━━━ TEXT SECTION ━━━

If you take a look at a few translation agency websites, large and small (although typically large), just about everything else is more important judging from their marketing propaganda than whether the best person is hired for the job and whether this person will be given enough freedom and sufficient time to do the job well.
We Have the Best Translators in the World: 5,000 to 12,000 of Them
In passing, usually in a single sentence, translation agencies say on their websites that they “have the best translators”. But almost none of them will let you see who these excellent translators are and what kind of education and experience they have.
A law firm would let potential customers browse a database of lawyers specializing in different fields on its website and would include a description of their education and experience and enable potential customers to view their e-mail address and telephone number. How else can clients make up their minds about the qualifications and suitability of the person who is to be entrusted with an important legal case or an important legal translation? Potential clients want to know who they are hiring.
Unlike clients who hire lawyers and who usually know something about the service they are buying, clients who are hiring a translator through the intermediary of a translation agency are usually hiring a pig in a poke.

━━━ DATA SECTION ━━━

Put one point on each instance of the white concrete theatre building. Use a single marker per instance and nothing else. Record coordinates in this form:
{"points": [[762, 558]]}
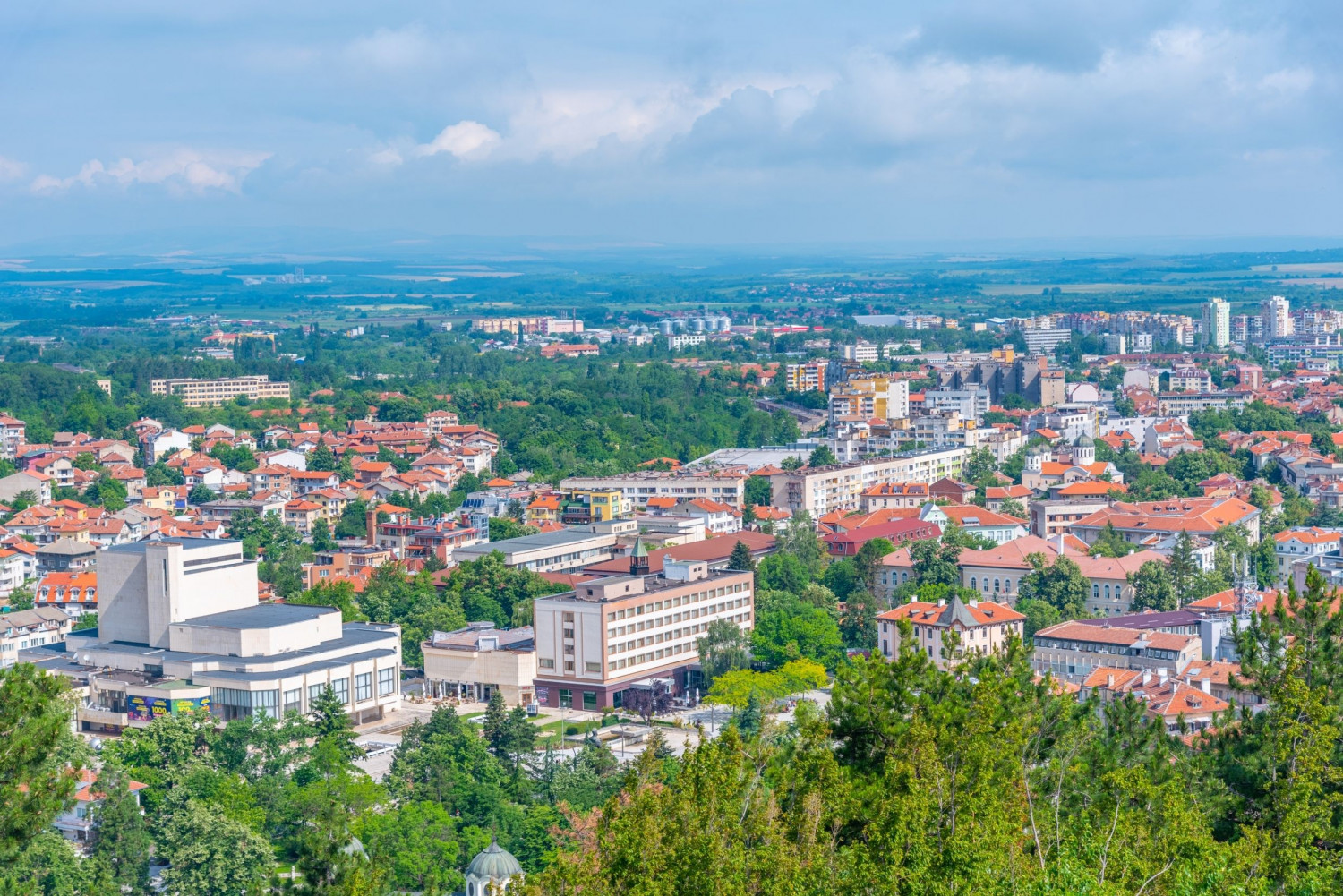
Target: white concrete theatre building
{"points": [[182, 629]]}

━━━

Answer these questions about the text on translation agencies:
1. What do translation agencies say on their websites about their translators?
2. What range of translator numbers appears in the heading?
3. Besides education and experience, which two contact details would a law firm let potential customers view?
This data was taken from a different source than the text.

1. They say they "have the best translators."
2. 5,000 to 12,000.
3. The lawyers' e-mail address and telephone number.